- _Short task_: Replace "round jute rug" with "woven area rug" in the data from its first line through the line holding "(444, 1001)", inclusive, and give those lines back with nothing else altered. Leave the pictures out.

- _Records for processing_:

<<<<

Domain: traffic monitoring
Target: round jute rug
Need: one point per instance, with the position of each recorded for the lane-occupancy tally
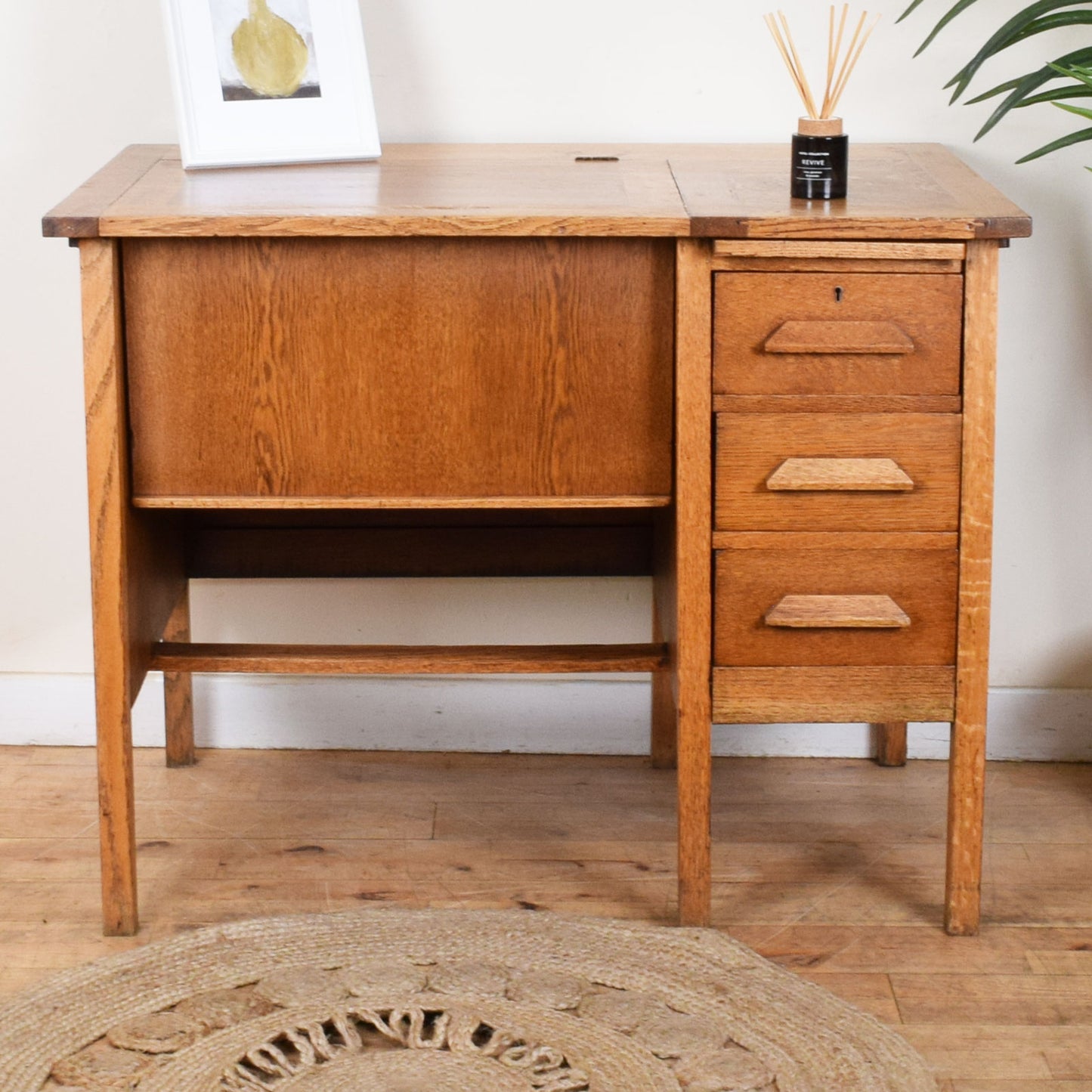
(444, 1001)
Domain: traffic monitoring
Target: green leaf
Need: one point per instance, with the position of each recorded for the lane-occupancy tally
(957, 9)
(1001, 88)
(914, 5)
(1054, 94)
(1075, 110)
(1076, 138)
(1076, 71)
(1032, 82)
(1037, 19)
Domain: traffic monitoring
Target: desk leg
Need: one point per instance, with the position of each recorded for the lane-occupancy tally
(891, 743)
(107, 493)
(967, 763)
(664, 744)
(178, 691)
(692, 566)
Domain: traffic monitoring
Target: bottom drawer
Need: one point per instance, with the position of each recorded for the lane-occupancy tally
(849, 608)
(832, 694)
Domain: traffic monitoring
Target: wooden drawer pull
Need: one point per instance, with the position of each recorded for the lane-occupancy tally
(840, 475)
(836, 336)
(837, 611)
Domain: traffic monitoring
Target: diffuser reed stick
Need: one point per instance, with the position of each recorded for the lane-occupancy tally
(840, 66)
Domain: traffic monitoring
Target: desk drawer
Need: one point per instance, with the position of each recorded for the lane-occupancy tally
(853, 608)
(838, 472)
(838, 333)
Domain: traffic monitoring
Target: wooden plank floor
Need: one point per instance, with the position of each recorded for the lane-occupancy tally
(830, 868)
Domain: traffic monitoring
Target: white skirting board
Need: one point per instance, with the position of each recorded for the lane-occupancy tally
(557, 716)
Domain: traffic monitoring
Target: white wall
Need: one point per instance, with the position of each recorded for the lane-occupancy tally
(86, 78)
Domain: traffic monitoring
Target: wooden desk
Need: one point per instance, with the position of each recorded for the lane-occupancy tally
(540, 360)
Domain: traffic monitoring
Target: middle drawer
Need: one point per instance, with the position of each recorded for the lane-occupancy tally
(838, 472)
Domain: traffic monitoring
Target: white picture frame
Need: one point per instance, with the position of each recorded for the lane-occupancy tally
(234, 92)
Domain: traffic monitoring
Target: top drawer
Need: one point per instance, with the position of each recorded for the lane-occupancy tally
(838, 333)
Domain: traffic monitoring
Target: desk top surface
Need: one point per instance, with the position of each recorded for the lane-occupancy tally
(897, 191)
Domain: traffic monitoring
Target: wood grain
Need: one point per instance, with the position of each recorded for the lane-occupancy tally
(840, 475)
(264, 370)
(824, 338)
(694, 522)
(832, 694)
(874, 252)
(107, 481)
(834, 540)
(824, 454)
(836, 265)
(321, 503)
(891, 744)
(409, 660)
(967, 758)
(424, 190)
(178, 691)
(750, 582)
(837, 403)
(896, 193)
(837, 611)
(841, 333)
(76, 216)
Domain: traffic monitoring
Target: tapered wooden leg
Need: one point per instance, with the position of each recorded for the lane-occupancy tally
(664, 746)
(694, 414)
(694, 789)
(891, 744)
(178, 691)
(107, 491)
(967, 763)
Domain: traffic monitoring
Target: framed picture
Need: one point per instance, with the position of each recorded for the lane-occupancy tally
(270, 81)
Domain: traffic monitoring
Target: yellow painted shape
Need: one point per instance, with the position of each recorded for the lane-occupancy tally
(269, 53)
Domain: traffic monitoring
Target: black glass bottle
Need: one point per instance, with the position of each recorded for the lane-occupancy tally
(820, 159)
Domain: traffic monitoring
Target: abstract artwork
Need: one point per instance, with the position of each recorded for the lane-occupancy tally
(246, 76)
(264, 49)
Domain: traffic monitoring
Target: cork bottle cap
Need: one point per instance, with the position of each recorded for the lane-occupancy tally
(820, 127)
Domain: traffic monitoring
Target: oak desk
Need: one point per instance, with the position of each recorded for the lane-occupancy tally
(540, 360)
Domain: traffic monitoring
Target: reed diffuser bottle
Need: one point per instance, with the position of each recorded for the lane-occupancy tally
(820, 159)
(820, 164)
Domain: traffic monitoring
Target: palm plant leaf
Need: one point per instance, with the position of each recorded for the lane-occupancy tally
(1030, 88)
(957, 9)
(1069, 139)
(1038, 19)
(1054, 94)
(1029, 83)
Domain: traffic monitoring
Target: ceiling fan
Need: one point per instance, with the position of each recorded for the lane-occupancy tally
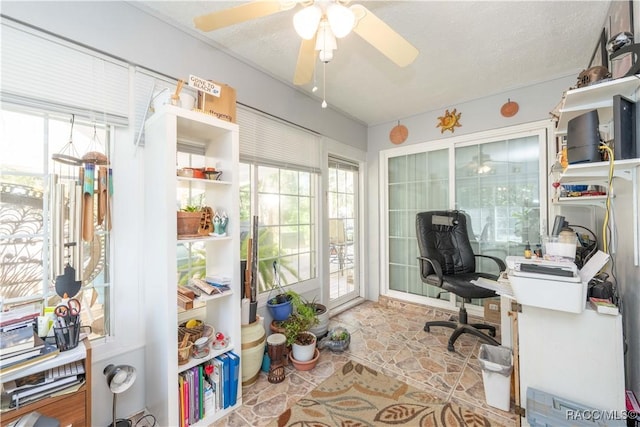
(319, 23)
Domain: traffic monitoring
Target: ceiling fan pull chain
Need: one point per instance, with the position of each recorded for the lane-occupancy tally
(324, 85)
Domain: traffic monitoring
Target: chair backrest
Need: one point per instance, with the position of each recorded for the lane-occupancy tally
(442, 236)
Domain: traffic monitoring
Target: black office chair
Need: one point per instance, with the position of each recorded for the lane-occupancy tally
(447, 261)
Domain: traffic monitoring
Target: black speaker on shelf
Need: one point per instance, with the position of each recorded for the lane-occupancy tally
(625, 144)
(583, 138)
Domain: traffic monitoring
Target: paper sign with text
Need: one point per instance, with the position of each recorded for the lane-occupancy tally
(205, 86)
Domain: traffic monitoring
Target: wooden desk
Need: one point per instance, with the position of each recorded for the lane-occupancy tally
(72, 409)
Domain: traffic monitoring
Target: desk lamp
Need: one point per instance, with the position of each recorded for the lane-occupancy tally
(119, 379)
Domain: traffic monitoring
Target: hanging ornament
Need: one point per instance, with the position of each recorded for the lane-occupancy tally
(398, 134)
(510, 108)
(449, 121)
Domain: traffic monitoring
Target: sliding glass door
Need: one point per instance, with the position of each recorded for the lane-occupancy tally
(417, 182)
(343, 257)
(496, 178)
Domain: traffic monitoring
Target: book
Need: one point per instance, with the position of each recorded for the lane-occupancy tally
(217, 382)
(16, 340)
(234, 373)
(21, 394)
(44, 377)
(49, 351)
(201, 388)
(57, 389)
(25, 314)
(603, 306)
(9, 358)
(226, 380)
(181, 400)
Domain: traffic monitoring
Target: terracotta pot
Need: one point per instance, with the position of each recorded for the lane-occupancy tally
(188, 223)
(306, 352)
(305, 366)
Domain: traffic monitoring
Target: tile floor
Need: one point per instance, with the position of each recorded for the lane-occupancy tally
(387, 336)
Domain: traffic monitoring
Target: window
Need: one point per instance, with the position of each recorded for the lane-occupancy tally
(279, 178)
(36, 243)
(284, 201)
(31, 262)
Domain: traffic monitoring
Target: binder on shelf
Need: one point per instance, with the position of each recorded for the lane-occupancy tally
(181, 400)
(47, 352)
(235, 372)
(185, 393)
(16, 340)
(226, 377)
(201, 385)
(217, 382)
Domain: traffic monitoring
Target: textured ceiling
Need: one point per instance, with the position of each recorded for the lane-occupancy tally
(468, 50)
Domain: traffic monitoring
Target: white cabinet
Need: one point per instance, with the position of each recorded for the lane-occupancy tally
(166, 131)
(578, 357)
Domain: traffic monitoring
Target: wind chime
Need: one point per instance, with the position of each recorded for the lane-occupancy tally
(72, 190)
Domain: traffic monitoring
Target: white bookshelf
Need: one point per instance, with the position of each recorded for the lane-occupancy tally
(167, 127)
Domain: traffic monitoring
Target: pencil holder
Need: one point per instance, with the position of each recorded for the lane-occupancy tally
(67, 336)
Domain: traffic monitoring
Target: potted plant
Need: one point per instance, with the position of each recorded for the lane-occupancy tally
(337, 339)
(322, 313)
(297, 330)
(280, 306)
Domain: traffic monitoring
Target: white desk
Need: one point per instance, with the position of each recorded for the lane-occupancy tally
(578, 357)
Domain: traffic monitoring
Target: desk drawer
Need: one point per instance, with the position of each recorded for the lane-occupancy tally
(69, 409)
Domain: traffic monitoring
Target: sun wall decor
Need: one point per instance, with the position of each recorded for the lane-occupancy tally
(449, 121)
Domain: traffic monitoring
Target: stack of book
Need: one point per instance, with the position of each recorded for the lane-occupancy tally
(219, 377)
(27, 389)
(22, 347)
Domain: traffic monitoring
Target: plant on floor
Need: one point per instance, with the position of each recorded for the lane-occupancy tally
(301, 320)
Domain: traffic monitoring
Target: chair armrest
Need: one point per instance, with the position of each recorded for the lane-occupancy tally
(497, 260)
(436, 268)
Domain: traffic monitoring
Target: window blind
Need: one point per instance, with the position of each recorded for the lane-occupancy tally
(269, 141)
(45, 72)
(148, 85)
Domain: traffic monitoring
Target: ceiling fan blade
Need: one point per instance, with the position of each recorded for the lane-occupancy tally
(306, 62)
(238, 14)
(377, 33)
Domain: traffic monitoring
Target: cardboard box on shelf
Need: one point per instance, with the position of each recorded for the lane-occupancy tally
(223, 106)
(492, 310)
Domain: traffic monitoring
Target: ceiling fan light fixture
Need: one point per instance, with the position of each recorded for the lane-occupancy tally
(341, 19)
(325, 42)
(306, 21)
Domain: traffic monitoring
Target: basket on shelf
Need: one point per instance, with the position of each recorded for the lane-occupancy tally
(194, 332)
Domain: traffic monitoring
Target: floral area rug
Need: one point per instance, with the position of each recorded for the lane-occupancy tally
(359, 396)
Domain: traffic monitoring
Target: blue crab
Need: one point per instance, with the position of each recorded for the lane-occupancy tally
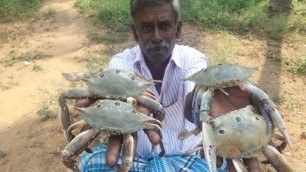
(229, 135)
(116, 84)
(114, 117)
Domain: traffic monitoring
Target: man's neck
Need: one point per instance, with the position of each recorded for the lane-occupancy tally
(157, 69)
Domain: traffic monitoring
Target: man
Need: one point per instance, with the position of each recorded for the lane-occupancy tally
(156, 25)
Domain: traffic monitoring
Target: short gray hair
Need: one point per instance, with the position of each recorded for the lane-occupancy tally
(136, 4)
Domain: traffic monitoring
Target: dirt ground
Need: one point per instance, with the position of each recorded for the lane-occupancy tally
(31, 145)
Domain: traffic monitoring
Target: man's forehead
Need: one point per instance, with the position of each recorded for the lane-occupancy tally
(162, 13)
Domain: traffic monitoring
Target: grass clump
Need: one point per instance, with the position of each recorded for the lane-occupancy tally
(114, 14)
(298, 67)
(18, 9)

>>>>

- _Solution for this problem_:
Domain: traffic monitoring
Target: woven area rug
Need: one point per instance, with the position of each recorded for the lane-occupancy tally
(444, 1001)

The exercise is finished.